▶ **About this exercise**: Print the lines from the one containing "point: pale lilac" through the end of the material below, both included, exactly as they appear and without pictures.

▶ **Records for processing**:
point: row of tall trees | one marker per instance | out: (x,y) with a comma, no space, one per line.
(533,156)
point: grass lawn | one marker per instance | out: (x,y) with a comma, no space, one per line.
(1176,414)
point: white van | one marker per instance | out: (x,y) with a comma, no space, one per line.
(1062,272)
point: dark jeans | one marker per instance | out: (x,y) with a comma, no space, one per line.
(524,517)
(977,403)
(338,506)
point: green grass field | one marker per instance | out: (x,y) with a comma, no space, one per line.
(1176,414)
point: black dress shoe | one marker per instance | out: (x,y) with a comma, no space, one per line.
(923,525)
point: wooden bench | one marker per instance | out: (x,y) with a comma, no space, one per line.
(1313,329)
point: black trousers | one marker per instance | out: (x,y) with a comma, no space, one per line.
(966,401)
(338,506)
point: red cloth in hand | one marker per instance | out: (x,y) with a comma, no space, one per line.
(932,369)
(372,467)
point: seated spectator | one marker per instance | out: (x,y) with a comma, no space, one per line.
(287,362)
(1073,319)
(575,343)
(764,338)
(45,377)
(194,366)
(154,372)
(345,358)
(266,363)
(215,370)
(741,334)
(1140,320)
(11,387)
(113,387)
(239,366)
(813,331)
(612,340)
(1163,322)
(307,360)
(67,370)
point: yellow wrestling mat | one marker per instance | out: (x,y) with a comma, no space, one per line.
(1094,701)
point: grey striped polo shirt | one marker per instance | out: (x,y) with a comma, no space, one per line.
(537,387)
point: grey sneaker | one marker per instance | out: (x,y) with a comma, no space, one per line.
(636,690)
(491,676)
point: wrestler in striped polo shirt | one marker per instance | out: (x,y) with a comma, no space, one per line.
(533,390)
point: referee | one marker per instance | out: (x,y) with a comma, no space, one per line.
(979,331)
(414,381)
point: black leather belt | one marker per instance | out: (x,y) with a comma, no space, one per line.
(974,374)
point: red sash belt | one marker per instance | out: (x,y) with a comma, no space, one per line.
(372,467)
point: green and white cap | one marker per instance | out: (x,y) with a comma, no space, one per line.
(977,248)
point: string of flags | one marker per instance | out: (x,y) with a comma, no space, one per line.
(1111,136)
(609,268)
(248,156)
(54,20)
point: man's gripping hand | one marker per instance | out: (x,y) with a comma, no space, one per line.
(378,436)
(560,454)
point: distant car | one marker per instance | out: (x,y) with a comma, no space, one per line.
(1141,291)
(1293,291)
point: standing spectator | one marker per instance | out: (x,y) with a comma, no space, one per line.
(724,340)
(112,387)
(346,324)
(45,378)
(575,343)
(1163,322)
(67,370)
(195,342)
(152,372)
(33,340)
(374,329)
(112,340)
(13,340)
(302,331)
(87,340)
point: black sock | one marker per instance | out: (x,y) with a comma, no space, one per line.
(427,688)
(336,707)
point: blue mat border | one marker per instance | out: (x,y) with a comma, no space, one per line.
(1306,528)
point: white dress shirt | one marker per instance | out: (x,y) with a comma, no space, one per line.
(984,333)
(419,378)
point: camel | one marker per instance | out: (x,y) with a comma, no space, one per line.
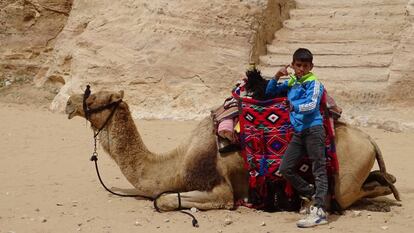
(205,178)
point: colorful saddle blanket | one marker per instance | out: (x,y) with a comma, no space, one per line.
(265,132)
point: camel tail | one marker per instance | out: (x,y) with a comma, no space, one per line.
(381,165)
(378,156)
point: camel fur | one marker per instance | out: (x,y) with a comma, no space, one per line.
(207,179)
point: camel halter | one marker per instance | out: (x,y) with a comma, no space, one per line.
(94,157)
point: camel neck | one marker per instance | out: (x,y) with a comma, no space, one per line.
(121,139)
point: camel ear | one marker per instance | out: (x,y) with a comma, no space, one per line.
(117,96)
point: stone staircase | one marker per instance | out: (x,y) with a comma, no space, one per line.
(353,43)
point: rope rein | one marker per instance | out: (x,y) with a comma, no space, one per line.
(94,157)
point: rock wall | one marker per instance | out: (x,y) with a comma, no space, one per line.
(402,67)
(28,29)
(174,59)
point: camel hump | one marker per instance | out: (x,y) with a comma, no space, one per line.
(378,156)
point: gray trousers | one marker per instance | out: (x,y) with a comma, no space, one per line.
(310,141)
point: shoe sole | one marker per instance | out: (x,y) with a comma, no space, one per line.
(322,222)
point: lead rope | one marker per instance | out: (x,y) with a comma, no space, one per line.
(94,158)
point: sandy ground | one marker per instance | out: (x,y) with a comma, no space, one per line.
(48,184)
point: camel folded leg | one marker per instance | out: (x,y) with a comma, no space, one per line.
(220,197)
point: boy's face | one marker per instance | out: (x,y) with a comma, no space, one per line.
(301,68)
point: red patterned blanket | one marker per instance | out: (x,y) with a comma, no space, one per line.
(265,132)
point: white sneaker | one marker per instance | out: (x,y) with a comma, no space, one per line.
(317,216)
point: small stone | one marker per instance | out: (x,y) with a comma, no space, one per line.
(357,213)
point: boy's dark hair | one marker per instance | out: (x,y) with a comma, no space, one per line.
(302,55)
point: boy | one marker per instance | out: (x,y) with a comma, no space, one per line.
(304,93)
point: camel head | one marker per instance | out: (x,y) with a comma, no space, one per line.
(99,106)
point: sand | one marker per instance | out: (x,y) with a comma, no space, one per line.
(48,184)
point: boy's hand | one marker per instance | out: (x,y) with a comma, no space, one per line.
(282,72)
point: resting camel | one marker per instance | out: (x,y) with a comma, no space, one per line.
(205,178)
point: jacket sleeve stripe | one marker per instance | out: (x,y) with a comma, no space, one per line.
(312,105)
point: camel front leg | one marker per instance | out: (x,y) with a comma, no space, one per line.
(220,197)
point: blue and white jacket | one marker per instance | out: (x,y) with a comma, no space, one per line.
(304,96)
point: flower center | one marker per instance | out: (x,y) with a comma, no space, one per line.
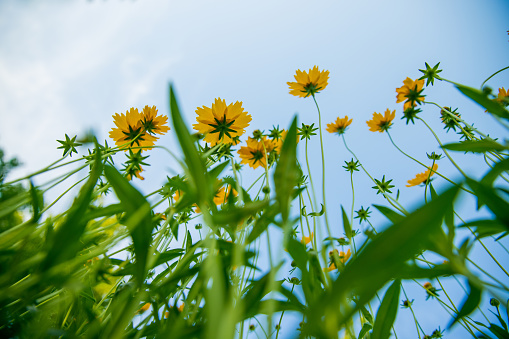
(222,127)
(134,135)
(257,156)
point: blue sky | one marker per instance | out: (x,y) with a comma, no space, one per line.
(68,66)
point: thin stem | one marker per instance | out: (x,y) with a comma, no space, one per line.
(491,76)
(391,200)
(323,168)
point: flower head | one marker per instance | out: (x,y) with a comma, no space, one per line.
(256,151)
(222,194)
(422,178)
(153,123)
(222,123)
(503,96)
(308,83)
(130,130)
(380,122)
(339,126)
(410,92)
(363,214)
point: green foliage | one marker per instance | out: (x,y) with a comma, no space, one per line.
(137,268)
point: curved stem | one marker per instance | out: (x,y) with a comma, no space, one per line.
(491,76)
(323,168)
(394,202)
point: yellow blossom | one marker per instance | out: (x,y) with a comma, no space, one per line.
(256,151)
(380,122)
(502,94)
(222,123)
(279,141)
(410,93)
(308,83)
(421,178)
(153,123)
(135,128)
(132,172)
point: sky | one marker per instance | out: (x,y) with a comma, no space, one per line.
(67,66)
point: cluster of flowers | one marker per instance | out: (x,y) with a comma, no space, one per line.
(223,124)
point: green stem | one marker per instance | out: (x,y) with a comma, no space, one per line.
(323,168)
(391,200)
(491,76)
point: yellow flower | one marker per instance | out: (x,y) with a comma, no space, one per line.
(308,83)
(130,130)
(502,94)
(421,178)
(306,240)
(153,123)
(222,195)
(343,257)
(380,122)
(254,153)
(339,126)
(132,171)
(176,196)
(144,308)
(410,93)
(221,122)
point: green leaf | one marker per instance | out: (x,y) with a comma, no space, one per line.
(103,211)
(495,171)
(476,146)
(10,205)
(251,302)
(487,195)
(138,218)
(189,241)
(313,214)
(262,222)
(482,99)
(470,304)
(487,227)
(285,175)
(346,224)
(387,312)
(378,263)
(367,315)
(65,242)
(389,213)
(498,331)
(364,330)
(36,202)
(434,194)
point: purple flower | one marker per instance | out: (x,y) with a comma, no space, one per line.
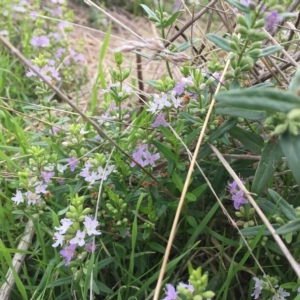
(73,162)
(68,253)
(91,247)
(187,286)
(40,41)
(60,181)
(238,199)
(171,293)
(160,120)
(179,88)
(47,176)
(79,238)
(18,197)
(271,20)
(65,225)
(59,238)
(150,159)
(90,226)
(60,51)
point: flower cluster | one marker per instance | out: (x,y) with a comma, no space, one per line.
(144,157)
(78,240)
(33,194)
(91,174)
(162,101)
(236,195)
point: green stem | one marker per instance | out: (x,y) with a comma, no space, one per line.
(167,63)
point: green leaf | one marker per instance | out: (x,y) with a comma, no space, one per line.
(290,146)
(270,157)
(224,109)
(226,126)
(157,247)
(149,12)
(219,41)
(295,82)
(285,207)
(238,5)
(269,50)
(177,181)
(173,18)
(268,100)
(253,231)
(290,227)
(192,221)
(251,141)
(165,150)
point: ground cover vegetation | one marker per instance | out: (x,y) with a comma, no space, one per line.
(187,190)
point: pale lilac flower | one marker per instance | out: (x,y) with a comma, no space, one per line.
(47,176)
(91,247)
(238,199)
(91,178)
(68,253)
(188,80)
(62,25)
(59,238)
(150,159)
(40,187)
(176,101)
(73,162)
(160,120)
(271,20)
(18,198)
(164,102)
(187,286)
(65,225)
(90,226)
(257,287)
(152,107)
(61,168)
(280,294)
(40,41)
(60,51)
(171,293)
(79,238)
(179,88)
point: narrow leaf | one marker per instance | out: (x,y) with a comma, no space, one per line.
(270,157)
(290,146)
(219,41)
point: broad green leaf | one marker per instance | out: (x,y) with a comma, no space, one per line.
(285,207)
(290,146)
(223,109)
(251,141)
(227,125)
(270,50)
(292,226)
(165,150)
(219,41)
(253,231)
(270,157)
(268,100)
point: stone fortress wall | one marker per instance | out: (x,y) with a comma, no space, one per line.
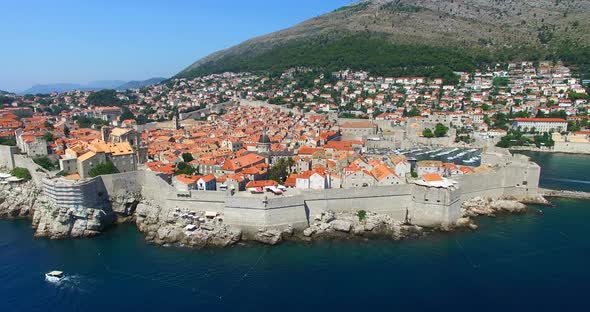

▶ **Problem solution**:
point: pale lilac flower | one marker per instance | out: (x,y) with a comma, no space, one per line.
(47,176)
(91,247)
(238,199)
(91,178)
(68,253)
(188,80)
(62,25)
(59,238)
(150,159)
(40,187)
(176,101)
(73,162)
(160,120)
(271,20)
(18,198)
(164,102)
(187,286)
(65,225)
(90,226)
(257,287)
(152,107)
(61,168)
(280,294)
(40,41)
(60,51)
(171,293)
(79,238)
(179,88)
point: narrow leaf | one marker per instance | out: (x,y) with a comma, no space, one per line.
(270,157)
(290,146)
(219,41)
point: broad green leaf | one marker per instance | out: (x,y) with a comma, no space, one per line.
(285,207)
(290,146)
(223,109)
(251,141)
(227,125)
(270,50)
(292,226)
(165,150)
(219,41)
(253,231)
(270,157)
(268,100)
point: stone fortress wall | one marker per instance | out: (x,y) with a comma, no space, one per line.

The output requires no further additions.